» Available data:
• • •

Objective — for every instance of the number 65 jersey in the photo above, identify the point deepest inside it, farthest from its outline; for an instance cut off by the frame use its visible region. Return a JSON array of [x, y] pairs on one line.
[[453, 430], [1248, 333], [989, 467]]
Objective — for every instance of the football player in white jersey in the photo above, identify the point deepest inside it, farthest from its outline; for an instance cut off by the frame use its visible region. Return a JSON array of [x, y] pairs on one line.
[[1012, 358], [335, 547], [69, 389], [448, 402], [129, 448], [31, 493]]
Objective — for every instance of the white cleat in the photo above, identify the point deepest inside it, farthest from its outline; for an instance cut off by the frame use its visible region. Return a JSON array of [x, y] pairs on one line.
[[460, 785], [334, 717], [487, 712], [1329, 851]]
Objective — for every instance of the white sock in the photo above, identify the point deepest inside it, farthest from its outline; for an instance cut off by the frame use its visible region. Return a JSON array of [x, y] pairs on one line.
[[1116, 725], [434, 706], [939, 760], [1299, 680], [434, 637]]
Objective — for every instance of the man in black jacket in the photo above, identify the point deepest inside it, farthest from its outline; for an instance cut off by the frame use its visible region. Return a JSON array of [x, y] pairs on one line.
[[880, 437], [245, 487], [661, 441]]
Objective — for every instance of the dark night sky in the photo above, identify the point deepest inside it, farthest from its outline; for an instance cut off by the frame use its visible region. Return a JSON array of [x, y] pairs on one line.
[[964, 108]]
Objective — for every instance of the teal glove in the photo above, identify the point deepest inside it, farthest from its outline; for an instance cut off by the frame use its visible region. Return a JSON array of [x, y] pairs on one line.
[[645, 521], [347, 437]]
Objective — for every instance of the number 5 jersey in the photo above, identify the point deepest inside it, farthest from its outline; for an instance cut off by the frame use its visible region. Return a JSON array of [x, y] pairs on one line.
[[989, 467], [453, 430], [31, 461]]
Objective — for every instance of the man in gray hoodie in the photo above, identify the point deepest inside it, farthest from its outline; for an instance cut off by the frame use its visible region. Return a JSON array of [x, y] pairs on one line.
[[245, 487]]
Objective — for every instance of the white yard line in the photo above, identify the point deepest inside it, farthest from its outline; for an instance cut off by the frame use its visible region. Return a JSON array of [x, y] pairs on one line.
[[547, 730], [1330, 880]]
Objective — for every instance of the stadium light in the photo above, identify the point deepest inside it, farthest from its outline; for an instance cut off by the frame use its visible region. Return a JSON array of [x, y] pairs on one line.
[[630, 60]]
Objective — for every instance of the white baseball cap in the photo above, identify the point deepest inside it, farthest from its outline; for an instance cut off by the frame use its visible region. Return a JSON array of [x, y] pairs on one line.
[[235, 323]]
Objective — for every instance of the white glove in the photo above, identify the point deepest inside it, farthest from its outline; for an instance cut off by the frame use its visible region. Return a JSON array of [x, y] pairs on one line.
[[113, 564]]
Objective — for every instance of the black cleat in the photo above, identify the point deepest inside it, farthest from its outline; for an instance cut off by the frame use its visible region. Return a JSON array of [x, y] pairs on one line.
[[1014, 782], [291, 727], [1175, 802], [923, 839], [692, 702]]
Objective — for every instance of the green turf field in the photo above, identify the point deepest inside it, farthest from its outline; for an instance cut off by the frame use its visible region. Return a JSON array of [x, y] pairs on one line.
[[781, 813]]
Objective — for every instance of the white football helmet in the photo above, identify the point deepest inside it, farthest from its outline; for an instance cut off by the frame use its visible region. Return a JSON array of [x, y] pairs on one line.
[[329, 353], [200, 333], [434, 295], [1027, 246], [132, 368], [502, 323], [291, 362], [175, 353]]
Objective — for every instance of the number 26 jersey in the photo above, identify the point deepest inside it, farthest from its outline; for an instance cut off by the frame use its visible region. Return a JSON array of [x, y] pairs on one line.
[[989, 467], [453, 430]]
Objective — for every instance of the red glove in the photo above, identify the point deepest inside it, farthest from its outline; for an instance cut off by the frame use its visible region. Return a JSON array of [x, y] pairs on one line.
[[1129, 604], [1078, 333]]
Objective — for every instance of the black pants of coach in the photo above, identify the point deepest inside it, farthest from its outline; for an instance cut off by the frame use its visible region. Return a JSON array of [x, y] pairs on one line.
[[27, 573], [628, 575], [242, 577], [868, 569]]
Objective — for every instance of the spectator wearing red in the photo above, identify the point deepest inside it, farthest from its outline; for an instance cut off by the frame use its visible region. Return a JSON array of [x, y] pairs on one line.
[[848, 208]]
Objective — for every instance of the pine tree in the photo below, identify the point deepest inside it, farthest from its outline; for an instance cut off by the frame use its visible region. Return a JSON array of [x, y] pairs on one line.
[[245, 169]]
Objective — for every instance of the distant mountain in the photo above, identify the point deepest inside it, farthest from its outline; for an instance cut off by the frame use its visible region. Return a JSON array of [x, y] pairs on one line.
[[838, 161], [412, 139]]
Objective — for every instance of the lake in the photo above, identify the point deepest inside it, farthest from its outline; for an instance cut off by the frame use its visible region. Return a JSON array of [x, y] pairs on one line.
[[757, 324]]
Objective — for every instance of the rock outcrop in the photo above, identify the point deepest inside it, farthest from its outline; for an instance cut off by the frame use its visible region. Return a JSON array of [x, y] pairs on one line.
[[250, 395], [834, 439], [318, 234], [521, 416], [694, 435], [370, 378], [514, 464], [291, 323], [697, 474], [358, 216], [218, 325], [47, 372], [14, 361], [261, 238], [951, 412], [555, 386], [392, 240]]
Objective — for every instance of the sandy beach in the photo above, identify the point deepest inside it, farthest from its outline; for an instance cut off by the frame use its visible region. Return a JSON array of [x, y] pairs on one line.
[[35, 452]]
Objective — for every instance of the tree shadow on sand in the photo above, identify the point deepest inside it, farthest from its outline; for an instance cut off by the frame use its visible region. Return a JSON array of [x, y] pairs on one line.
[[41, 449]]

• • •

» Aim of the task:
Reproduce the data exactly, character for character.

» Result for this exercise:
Objective — for every instance of the number 65 jersey in the photo above, identify the point deepest inside it, farthest from its outline; for an instance cut off by the frame use its visible region. Return a JSON array of [x, y] pairs on one line.
[[453, 430], [1248, 333], [989, 467]]
Objective — for every instance of the football player in white jersey in the photo above, identify the point deepest inside it, farthest from its outline; for an instance cut off by the frame use its visible region. Return a JSON array of [x, y] pairs on one line.
[[1012, 358], [335, 547], [69, 389], [448, 402], [129, 448], [31, 493]]
Objective — for every instance of the white cleat in the photo above, identify the point deepest inside it, farthest from its outline; for an instance cut off by the frame use its visible region. Return a JSON array of [x, y] pairs on one line.
[[460, 785], [334, 717], [487, 712], [1329, 851]]
Objective — for every instance of the white sock in the photo above, identify the point deepest inside it, farthest from its outline; for an instance cut off by the frame use its visible region. Return a JSON array of [x, y] pairs on one line.
[[1116, 725], [434, 706], [939, 760], [1299, 680], [434, 637]]
Objective — for every instance of the man in black jacket in the photo above, identify the point deepest inside it, farthest from its outline; for an instance cut off by the frame use its visible region. Return a JSON array of [x, y] pairs on one line.
[[880, 437], [245, 487], [661, 441]]
Objective — for every instance of the dark night sky in the photo above, identify the point deepest inside it, farthest from its outline; for an instance cut off by the frame use its visible region. Return a JSON array of [x, y] pairs on one line.
[[964, 108]]
Objective — for every instance of the teal glove in the photo above, identify the point deepest inside it, farthest from its outline; for an instance cut off by the frame use its visible region. Return a JSON array of [x, y] pairs on one line.
[[645, 521], [347, 437]]
Objective — for every instance of the number 5 jersey in the photo above, identify the point deepest inside it, farthest from its outline; for an instance cut off by the frame use its visible region. Return a JSON array of [x, y] pairs on one line.
[[989, 467], [453, 430], [31, 461]]
Objective — for every instance of the man in gray hoodie in the photo above, identify the point deepest inside it, farthest from its outline; for an instance cut off by the frame use its visible region. Return a JSON array of [x, y] pairs on one line.
[[245, 487]]
Objective — for every instance of the white yard line in the photo above, identify the point deepest inside it, farthest from its outline; for an instance cut off by the frame use its visible region. Return a JSON array of [x, y] pairs on one line.
[[547, 730], [1330, 880]]
Objective — for every instance of the stadium light in the photo above, identify the point deepest inside it, farthest from its outline; for an instance cut off by the frame use its visible region. Return a JSON array of [x, y] pairs on one line.
[[630, 60]]
Objective — for every instance of the white baseball cap in the photo above, identify the point deepest inside it, farthest from its outline; for an instance cut off by the frame use its visible region. Return a JSON array of [x, y] pairs on one line.
[[235, 323]]
Objective — for every instance of the white glove in the photo above, identify the point deepest inside it, farthest from its outline; for an instance cut off by the frame use its visible region. Return a JSON array of [x, y] pairs on one line.
[[113, 564]]
Objective — for every instance of the black cleat in the photo above, identify the point deepest inside it, farthest from its outline; for an instance cut off by the frame use its visible region. Return a JSON array of [x, y] pairs on one line.
[[1014, 782], [291, 727], [1175, 802], [923, 839], [692, 702]]
Objective — for every instance of the green turf field in the photo above, identify the point deepest inside it, farthest from its outline; for an instance cut off by the frame use its visible region. Return a JSON array of [x, y] pairs on one line.
[[781, 813]]
Objective — for every instance of the white football helmet in the photo above, identify the point deepest inside it, farthest from its outline; for an instance cut off by the frame use its visible region. Return a JSON array of [x, y] pairs on one line.
[[329, 353], [200, 333], [434, 295], [1027, 246], [132, 368], [502, 323], [291, 362], [175, 353]]
Objective — for every instance of the number 26 jersey in the photo above, identify the point deepest inside it, farthest from its outline; for an instance cut off by the frame use its visible region. Return a JSON array of [x, y] pairs on one line.
[[989, 467], [453, 430]]
Objective — for every instance of the red glove in the photo above, identify the point deepest inside it, farthest from its outline; for an instance cut off by the frame use its visible region. Return a JSON array of [x, y] pairs on one line.
[[1129, 604], [1078, 333]]
Objective — for every instance of the black pants of coach in the photo above, identify the point deepest inside it, farthest from its outline; for an instance cut off by the frame use its visible region. Return a JSON array of [x, y] pairs on one line.
[[27, 573], [628, 575], [242, 577], [868, 569]]
Objective — for every instance of the spectator wearing red in the photo above, identify the point deepest inside it, farthest from its outline; for an instance cut off by the frame use its visible region. Return a JSON array of [x, y] pairs on one line.
[[848, 208]]
Objective — for every instance of the pine tree in the photo below, identify the point deepest inside it, farthest from its outline; for an instance cut off by the frame use its visible region. Return a JSON array of [x, y] pairs on one line.
[[245, 169]]
Objective — for every instance of the distant mountain in the photo above, identify the point deepest inside it, farthest from its outline; for an instance cut off by the frame use its visible region. Return a JSON array of [x, y] pairs on one line.
[[838, 161], [412, 139]]
Objective — for every instance of the lake in the photo above, identify the point deepest inside it, farthest from its outline; for an instance cut off by the frame use its visible region. Return a JSON array of [x, y] pairs on one line.
[[757, 324]]
Objective — for every instance of the rock outcrop in the photo above, identify the point deepest inside it, farthest from its outline; for an instance cut off by the frame use its visible region. Return a JSON array of [x, y] pairs on one line.
[[250, 395], [834, 439], [318, 234], [521, 416], [694, 435], [370, 378], [514, 464], [291, 323], [697, 474], [358, 216], [218, 325], [47, 372], [14, 361], [261, 238], [951, 412], [555, 386], [392, 240]]
Objective — for every instance of the sandy beach in the photo above, identify the point deepest inside it, farthest from its outline; for an instance cut off by the frame use its visible region. Return a JSON array of [x, y] pairs on one line.
[[35, 452]]
Objective — for every instance of the tree shadow on sand in the photo above, identify the point deepest inside it, farthest from its outline; for an instance cut off by the frame use its visible region. Return a JSON array of [x, y] pairs on one line.
[[41, 449]]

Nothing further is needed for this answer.